# SELECTION
· · · · · · ·

Prices of gold in the Egyptian market witnessed record highs on Friday following a series of spiralling increases over the last few weeks.
The prices of gold on Friday reached a whopping LE3,200 per gram of 24 carat gold, LE2,800 for 21 carat gold, and LE2,400 for 18 carat gold, while gold coins (eight grams of 21 carat gold) reached LE22,400.
Prices started to drop gradually amid some fluctuations starting at the beginning of this week, reaching LE3,000 for 24 carat gold, LE2,600 for 21 carat gold, and LE2,220 for 18 carat gold. Gold coins went down in price as well to reach less than LE21,000.
Despite the fluctuations in the local gold market and the relative stability of global gold prices at around $2,000 per ounce, demand has risen to unprecedented levels locally.
The price of gold in the Egyptian market is determined by several factors, including the price of the dollar, the supply and demand for the yellow metal, and the market’s response to inflation and the policies of the Central Bank of Egypt (CBE).
Nagui Farag, advisor to the Minister of Supply for gold affairs, said that the reason for the rise in gold prices in Egypt compared to global prices was mainly due to a rush by consumers to buy gold products as a safe haven from an anticipated fall in the value of the local currency against the dollar.
However, the price of the dollar is not the main reason for the recent rise in prices, he said. The reason is the high demand for gold and a decrease in supply.

· · · · · · ·

# LISTED RECORDS
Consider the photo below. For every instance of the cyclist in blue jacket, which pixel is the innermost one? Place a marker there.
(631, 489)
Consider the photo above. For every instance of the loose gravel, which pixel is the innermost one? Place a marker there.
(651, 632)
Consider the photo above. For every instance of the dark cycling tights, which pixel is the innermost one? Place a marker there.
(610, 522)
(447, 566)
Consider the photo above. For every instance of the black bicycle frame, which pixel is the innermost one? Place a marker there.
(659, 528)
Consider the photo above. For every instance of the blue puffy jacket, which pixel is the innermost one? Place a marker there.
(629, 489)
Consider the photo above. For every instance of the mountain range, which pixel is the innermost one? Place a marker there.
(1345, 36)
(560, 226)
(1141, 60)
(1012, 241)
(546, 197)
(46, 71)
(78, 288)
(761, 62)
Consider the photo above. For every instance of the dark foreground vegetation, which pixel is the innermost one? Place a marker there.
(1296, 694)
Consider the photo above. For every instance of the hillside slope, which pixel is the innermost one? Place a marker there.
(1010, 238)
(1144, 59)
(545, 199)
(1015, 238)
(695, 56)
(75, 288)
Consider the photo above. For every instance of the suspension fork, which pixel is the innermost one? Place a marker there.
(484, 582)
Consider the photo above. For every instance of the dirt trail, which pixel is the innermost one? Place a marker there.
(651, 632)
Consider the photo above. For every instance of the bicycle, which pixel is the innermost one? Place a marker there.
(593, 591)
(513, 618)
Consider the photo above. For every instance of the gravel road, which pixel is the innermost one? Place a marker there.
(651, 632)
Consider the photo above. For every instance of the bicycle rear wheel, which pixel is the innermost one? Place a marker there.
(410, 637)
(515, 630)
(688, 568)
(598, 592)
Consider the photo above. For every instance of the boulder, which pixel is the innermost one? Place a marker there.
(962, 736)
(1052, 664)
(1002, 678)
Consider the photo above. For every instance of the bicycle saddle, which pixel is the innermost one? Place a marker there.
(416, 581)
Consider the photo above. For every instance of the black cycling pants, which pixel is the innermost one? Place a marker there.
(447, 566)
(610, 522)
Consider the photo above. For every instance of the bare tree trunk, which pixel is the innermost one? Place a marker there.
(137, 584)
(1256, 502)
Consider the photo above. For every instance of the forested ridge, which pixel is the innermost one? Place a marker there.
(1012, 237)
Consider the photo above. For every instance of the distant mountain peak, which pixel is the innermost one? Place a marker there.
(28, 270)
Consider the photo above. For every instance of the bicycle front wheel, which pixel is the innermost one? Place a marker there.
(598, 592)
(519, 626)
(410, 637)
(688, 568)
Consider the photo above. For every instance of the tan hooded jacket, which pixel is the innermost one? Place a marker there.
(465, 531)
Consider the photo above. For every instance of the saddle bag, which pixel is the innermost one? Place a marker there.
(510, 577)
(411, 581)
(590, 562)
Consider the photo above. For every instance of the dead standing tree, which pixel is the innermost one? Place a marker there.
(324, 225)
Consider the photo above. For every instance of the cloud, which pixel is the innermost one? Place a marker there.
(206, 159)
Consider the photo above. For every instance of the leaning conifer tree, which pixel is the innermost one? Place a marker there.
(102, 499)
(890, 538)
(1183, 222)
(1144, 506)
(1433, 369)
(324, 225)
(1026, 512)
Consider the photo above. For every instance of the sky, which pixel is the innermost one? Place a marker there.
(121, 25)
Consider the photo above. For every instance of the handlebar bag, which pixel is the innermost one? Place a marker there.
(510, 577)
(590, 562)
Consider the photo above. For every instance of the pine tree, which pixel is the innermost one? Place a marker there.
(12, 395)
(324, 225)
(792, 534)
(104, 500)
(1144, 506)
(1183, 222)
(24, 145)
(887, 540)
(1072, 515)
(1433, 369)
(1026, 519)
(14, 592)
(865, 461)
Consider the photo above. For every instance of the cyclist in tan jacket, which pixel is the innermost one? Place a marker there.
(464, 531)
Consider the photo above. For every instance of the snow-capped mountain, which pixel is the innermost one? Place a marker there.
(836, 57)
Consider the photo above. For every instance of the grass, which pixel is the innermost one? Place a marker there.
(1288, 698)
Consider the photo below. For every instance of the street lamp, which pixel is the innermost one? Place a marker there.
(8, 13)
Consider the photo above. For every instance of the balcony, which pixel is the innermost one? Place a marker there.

· · · · · · ·

# PROMPT A
Report every row that contains the word "blue", treating uppercase and lowercase as different.
# PROMPT B
Pick up the article on gold prices in Egypt and continue it from where it stops.

# EXPECTED ANSWER A
Consider the photo below. For every instance of the cyclist in blue jacket, which pixel is the innermost one? Place a marker there.
Consider the photo above. For every instance of the blue puffy jacket, which pixel is the innermost one? Place a marker there.

# EXPECTED ANSWER B
Farag added that international economic institutions expect gold prices to reach $3,000 per ounce in June, as a result of the economic war between the US, Russia, and China.
He said that a recent proposal by the Ministry of Supply to allow Egyptians abroad to enter Egypt with the equivalent of $10,000 worth of gold, or between 100 and 150 grams, without needing to go through customs would lead to an increase in supply that could help to stabilise the market.
Minister of Supply and Internal Trade Ali Moselhi said on Saturday that a proposal has been made to allow Egyptians expatriates and returnees to enter the country with a specific amount of gold for a specified period without going through customs.
The proposal will be discussed with the Chamber of the Gold Industry to reach a consensus.
He also said during a press conference on Saturday that the government is working on limiting the increases in gold prices, adding that the amount of gold in Egypt is limited and prices normally rise with high demand.
“The return of prices to normal will take time,” he said, adding that the price of a gram of 21 carat gold, the most popular locally, should not exceed LE2,100.
“We have never seen demand for gold products like it,” said Mena Rizk, the owner of a gold shop in the Gold Mall in 6 October City. He said that it could feel like a supermarket, and not simply a shop, because of the unprecedented demand for gold coins and bars.
Gold retailers take into account the price of the US dollar on the black market, which has reached about LE37 as opposed to the official price of approximately LE31. Observers believe that gold retailers are pricing their products based on a dollar price of more than LE40.
Many consumers have rushed to buy gold with their savings, and some have even sold assets to buy more gold.
Sara Gamal, an intended buyer of gold, said the unprecedented rises in gold prices had led her to cancel her asset-buying plans. “I cancelled my plan to buy an apartment as a long-term investment in favour of buying gold,” Gamal said, adding that she believes that prices will continue to rise.
Egypt’s Division of Gold and Jewellery at the Federation of Chambers of Commerce held a press conference on Sunday, during which it announced the launch of a three-axis initiative to control the sharp rise in the prices of gold.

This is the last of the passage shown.